Work required
Find each line in the entries below that contains the word "roof". Copy every such line in full.

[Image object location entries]
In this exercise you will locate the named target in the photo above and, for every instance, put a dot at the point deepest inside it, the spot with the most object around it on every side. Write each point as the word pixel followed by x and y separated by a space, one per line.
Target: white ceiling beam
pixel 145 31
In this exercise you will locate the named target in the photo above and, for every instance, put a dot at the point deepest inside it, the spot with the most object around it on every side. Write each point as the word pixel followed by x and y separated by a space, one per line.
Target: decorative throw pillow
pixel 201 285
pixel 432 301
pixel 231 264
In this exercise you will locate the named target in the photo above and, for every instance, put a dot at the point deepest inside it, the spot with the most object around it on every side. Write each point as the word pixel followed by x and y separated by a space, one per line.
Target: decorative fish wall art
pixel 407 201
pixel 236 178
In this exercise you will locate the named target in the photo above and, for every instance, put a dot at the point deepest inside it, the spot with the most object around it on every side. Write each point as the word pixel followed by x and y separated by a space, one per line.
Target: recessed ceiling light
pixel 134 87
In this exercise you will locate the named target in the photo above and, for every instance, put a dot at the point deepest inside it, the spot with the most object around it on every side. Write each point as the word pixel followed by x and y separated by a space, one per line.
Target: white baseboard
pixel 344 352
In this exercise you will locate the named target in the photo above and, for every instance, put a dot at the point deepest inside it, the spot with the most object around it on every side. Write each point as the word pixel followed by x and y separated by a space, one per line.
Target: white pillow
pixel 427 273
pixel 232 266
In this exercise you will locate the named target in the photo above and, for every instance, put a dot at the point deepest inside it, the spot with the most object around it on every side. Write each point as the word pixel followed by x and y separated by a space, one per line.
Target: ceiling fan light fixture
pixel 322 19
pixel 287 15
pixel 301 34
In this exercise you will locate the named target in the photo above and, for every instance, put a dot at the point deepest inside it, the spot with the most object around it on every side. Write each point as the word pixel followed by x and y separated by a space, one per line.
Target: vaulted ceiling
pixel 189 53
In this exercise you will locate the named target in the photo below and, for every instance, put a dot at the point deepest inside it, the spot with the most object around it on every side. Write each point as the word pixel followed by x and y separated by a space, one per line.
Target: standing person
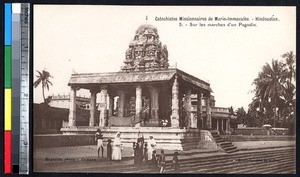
pixel 162 161
pixel 109 151
pixel 116 154
pixel 175 162
pixel 134 153
pixel 146 152
pixel 151 147
pixel 140 145
pixel 154 161
pixel 99 140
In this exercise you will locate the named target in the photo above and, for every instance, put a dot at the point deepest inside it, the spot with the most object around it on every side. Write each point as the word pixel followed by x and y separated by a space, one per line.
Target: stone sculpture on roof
pixel 146 52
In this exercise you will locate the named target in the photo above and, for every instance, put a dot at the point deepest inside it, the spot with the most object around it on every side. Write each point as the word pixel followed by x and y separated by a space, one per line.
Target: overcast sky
pixel 88 39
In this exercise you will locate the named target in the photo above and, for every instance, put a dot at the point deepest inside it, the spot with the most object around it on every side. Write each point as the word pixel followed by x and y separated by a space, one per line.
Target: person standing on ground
pixel 109 151
pixel 175 162
pixel 146 152
pixel 134 153
pixel 162 161
pixel 116 154
pixel 154 161
pixel 99 140
pixel 151 147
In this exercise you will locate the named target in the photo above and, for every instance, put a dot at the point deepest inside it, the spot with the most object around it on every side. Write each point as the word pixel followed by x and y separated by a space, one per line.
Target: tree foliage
pixel 43 78
pixel 275 101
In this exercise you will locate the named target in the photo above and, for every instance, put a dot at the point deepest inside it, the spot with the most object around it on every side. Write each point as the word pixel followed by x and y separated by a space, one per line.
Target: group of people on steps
pixel 143 151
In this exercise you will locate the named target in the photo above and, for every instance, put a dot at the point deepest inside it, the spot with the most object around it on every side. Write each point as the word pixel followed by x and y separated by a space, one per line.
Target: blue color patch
pixel 7 24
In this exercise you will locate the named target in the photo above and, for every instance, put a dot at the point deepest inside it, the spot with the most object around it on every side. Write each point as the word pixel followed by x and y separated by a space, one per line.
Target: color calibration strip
pixel 16 82
pixel 8 88
pixel 24 90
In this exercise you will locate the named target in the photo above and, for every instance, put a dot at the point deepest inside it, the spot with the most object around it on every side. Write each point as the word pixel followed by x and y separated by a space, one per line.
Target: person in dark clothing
pixel 135 157
pixel 162 161
pixel 109 151
pixel 154 161
pixel 175 162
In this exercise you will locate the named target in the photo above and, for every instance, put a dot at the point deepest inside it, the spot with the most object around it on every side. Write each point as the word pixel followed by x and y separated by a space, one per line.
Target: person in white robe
pixel 151 147
pixel 117 154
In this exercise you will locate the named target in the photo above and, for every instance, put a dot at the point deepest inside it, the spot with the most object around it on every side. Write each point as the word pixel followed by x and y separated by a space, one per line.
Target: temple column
pixel 111 106
pixel 175 104
pixel 187 108
pixel 92 107
pixel 72 109
pixel 208 112
pixel 199 110
pixel 154 104
pixel 103 106
pixel 121 103
pixel 138 101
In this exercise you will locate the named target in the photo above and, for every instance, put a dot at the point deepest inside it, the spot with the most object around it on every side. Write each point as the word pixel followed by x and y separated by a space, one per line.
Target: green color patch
pixel 7 67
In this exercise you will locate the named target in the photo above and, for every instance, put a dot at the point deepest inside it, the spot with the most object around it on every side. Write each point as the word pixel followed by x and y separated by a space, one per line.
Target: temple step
pixel 225 144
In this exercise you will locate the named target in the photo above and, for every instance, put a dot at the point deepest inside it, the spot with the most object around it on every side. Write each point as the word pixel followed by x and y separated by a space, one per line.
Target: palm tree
pixel 43 77
pixel 290 91
pixel 270 86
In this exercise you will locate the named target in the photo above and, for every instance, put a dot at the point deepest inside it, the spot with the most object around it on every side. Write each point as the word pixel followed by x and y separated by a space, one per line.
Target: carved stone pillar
pixel 138 101
pixel 154 103
pixel 187 108
pixel 103 106
pixel 92 107
pixel 121 103
pixel 199 110
pixel 208 112
pixel 72 108
pixel 111 105
pixel 175 104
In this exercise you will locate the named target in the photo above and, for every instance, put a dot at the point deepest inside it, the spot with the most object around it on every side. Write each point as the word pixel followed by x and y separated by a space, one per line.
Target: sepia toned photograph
pixel 164 89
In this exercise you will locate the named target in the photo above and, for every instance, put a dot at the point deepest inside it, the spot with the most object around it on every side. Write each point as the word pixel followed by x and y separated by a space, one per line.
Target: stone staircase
pixel 226 145
pixel 281 161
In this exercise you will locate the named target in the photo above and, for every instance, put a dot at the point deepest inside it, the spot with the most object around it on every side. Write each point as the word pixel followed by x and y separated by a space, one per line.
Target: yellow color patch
pixel 8 107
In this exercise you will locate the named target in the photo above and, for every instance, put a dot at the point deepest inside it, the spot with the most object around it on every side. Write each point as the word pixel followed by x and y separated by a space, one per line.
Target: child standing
pixel 175 162
pixel 154 161
pixel 162 161
pixel 146 152
pixel 109 151
pixel 134 146
pixel 99 140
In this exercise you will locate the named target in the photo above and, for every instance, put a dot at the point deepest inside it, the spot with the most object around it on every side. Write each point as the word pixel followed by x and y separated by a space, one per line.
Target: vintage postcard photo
pixel 164 89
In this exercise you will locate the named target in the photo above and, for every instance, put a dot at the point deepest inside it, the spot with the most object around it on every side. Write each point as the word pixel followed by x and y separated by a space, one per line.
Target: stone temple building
pixel 145 92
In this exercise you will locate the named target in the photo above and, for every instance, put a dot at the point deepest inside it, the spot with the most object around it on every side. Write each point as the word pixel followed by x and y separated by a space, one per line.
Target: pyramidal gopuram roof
pixel 145 51
pixel 146 61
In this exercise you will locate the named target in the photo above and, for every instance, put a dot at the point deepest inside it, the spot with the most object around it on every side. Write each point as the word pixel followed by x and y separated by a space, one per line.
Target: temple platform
pixel 165 137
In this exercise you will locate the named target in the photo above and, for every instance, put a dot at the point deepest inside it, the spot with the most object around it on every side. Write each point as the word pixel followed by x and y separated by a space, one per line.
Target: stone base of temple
pixel 166 137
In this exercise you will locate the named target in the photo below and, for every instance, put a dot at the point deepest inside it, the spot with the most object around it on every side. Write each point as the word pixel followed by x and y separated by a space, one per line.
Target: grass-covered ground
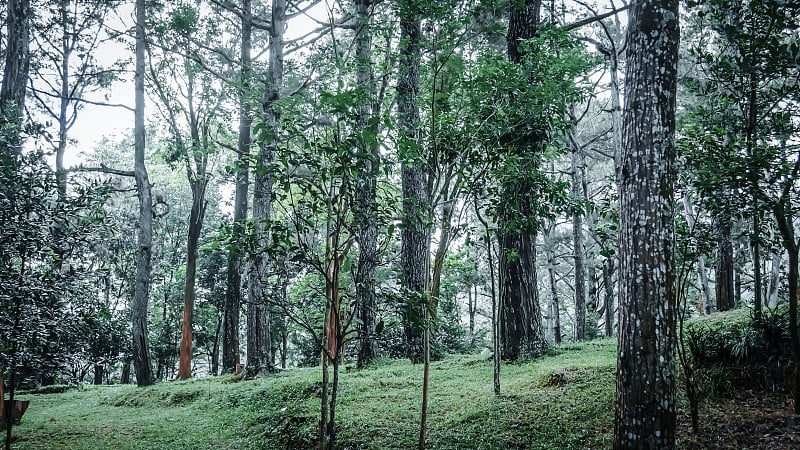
pixel 561 401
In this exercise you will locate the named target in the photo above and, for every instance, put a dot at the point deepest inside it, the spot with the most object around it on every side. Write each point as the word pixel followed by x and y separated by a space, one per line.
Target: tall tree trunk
pixel 705 294
pixel 521 333
pixel 15 73
pixel 577 244
pixel 725 295
pixel 492 292
pixel 365 208
pixel 520 314
pixel 196 217
pixel 141 289
pixel 197 176
pixel 645 414
pixel 784 215
pixel 233 291
pixel 553 309
pixel 608 294
pixel 64 101
pixel 259 344
pixel 774 279
pixel 415 233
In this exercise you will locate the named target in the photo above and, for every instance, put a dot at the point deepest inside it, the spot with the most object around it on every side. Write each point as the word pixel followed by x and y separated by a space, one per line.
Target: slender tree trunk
pixel 415 233
pixel 233 291
pixel 553 309
pixel 64 101
pixel 645 415
pixel 724 289
pixel 608 294
pixel 784 215
pixel 520 314
pixel 259 345
pixel 196 216
pixel 705 294
pixel 141 290
pixel 15 73
pixel 494 298
pixel 758 285
pixel 774 280
pixel 577 244
pixel 365 208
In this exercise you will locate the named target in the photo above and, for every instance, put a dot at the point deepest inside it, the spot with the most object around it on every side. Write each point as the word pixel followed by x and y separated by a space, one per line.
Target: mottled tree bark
pixel 141 288
pixel 521 332
pixel 259 345
pixel 723 275
pixel 233 290
pixel 645 401
pixel 196 217
pixel 608 294
pixel 774 280
pixel 365 208
pixel 705 294
pixel 579 256
pixel 15 72
pixel 415 233
pixel 553 309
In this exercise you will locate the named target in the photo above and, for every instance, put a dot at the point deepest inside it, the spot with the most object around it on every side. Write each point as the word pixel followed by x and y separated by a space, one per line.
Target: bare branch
pixel 593 19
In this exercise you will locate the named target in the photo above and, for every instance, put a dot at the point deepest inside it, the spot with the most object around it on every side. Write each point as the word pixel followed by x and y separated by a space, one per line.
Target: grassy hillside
pixel 561 401
pixel 558 402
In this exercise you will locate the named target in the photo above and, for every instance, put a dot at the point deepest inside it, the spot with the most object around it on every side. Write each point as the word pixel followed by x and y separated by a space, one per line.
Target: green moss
pixel 560 401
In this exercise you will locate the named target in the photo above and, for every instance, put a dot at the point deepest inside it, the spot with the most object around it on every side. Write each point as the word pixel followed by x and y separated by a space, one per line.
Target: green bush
pixel 739 349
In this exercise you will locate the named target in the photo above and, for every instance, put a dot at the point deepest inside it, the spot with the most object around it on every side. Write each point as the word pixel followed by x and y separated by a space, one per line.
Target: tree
pixel 233 290
pixel 15 73
pixel 190 109
pixel 415 231
pixel 68 43
pixel 645 414
pixel 36 308
pixel 520 322
pixel 365 213
pixel 259 357
pixel 141 288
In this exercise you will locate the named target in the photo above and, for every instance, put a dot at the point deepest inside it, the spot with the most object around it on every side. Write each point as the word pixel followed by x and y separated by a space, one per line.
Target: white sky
pixel 94 122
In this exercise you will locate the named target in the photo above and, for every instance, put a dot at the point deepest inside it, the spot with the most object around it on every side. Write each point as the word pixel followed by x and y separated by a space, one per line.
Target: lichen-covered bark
pixel 141 287
pixel 365 208
pixel 233 288
pixel 645 401
pixel 259 348
pixel 723 275
pixel 15 72
pixel 521 332
pixel 577 244
pixel 415 233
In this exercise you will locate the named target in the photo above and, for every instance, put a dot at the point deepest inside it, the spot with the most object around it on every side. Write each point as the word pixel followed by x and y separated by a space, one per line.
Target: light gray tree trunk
pixel 645 415
pixel 520 314
pixel 553 309
pixel 774 279
pixel 415 233
pixel 259 345
pixel 723 275
pixel 141 287
pixel 365 208
pixel 579 255
pixel 15 72
pixel 705 293
pixel 233 290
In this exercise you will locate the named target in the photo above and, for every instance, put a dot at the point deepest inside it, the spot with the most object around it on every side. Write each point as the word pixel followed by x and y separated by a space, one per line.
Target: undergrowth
pixel 560 401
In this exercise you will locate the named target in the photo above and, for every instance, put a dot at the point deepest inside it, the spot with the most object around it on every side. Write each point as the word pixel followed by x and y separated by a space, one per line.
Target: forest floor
pixel 561 401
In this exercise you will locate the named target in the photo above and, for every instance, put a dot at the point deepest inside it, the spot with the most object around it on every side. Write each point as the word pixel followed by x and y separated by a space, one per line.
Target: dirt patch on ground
pixel 750 420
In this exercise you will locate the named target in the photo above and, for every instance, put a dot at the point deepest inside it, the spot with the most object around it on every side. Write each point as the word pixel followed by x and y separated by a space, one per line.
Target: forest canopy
pixel 333 183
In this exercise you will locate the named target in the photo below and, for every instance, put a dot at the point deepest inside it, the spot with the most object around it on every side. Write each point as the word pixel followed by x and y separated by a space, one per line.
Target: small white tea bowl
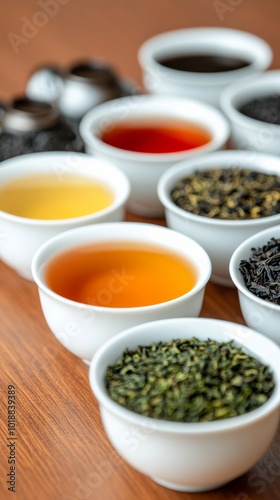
pixel 259 314
pixel 207 87
pixel 246 132
pixel 144 169
pixel 83 328
pixel 218 237
pixel 21 236
pixel 189 457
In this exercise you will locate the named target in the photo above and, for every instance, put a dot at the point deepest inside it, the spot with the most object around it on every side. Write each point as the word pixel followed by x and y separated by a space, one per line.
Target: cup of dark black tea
pixel 145 135
pixel 199 63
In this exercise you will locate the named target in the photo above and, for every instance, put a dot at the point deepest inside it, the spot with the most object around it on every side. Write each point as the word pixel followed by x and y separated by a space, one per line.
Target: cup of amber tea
pixel 145 135
pixel 198 63
pixel 97 280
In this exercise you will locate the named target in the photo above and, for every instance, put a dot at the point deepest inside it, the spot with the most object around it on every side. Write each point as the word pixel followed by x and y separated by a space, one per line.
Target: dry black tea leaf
pixel 261 272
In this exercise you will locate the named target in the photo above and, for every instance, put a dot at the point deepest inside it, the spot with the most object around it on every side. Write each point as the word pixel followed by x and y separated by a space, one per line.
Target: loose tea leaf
pixel 261 272
pixel 232 193
pixel 265 109
pixel 189 380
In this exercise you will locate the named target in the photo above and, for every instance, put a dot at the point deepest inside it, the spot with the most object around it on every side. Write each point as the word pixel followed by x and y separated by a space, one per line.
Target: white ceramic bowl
pixel 203 86
pixel 188 456
pixel 246 132
pixel 83 328
pixel 219 237
pixel 20 236
pixel 258 314
pixel 144 169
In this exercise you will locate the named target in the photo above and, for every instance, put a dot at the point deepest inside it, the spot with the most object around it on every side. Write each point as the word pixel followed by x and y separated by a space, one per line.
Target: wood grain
pixel 62 452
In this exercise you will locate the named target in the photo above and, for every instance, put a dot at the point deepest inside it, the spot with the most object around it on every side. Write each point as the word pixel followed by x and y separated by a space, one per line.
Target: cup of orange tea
pixel 144 135
pixel 43 194
pixel 95 281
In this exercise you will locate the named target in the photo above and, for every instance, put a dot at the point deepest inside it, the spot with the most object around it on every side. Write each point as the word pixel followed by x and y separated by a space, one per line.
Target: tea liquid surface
pixel 123 276
pixel 50 197
pixel 166 136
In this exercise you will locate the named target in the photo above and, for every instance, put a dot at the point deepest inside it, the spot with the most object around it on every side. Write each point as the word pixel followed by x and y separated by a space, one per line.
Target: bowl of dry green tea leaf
pixel 221 199
pixel 255 271
pixel 181 398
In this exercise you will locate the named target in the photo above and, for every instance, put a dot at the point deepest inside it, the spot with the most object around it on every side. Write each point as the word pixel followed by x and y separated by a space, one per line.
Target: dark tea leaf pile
pixel 261 272
pixel 265 109
pixel 189 380
pixel 232 193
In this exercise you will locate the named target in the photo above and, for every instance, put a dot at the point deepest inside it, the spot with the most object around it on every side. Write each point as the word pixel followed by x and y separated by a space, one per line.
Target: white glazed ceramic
pixel 188 456
pixel 83 328
pixel 20 236
pixel 261 315
pixel 247 133
pixel 144 169
pixel 203 86
pixel 218 237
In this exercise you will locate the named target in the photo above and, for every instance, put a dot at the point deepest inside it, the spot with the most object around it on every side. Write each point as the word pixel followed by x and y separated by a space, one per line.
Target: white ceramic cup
pixel 20 237
pixel 219 237
pixel 248 133
pixel 203 86
pixel 83 328
pixel 144 169
pixel 189 457
pixel 259 314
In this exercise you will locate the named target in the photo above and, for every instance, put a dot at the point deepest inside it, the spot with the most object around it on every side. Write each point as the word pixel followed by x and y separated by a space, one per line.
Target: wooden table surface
pixel 62 452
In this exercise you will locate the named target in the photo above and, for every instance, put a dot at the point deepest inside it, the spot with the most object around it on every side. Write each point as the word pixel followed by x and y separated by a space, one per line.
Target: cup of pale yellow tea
pixel 43 194
pixel 95 281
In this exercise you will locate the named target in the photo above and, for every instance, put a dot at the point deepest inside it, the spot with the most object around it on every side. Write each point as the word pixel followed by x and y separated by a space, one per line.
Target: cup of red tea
pixel 144 135
pixel 98 280
pixel 198 63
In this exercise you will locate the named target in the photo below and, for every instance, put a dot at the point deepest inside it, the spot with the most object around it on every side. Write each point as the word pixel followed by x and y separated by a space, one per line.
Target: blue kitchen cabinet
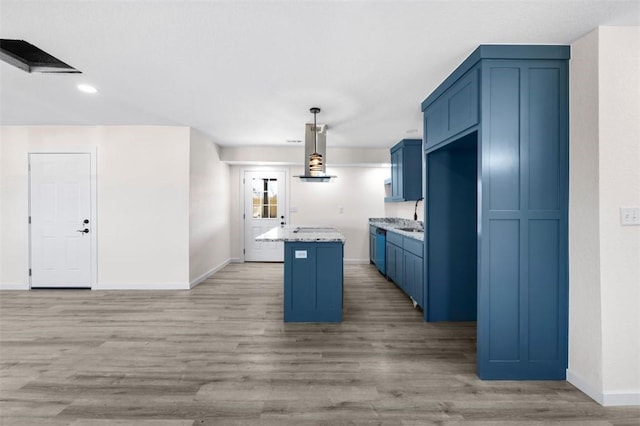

Worked solution
Target: stone sculpture on roof
Target: pyramidal gopuram roof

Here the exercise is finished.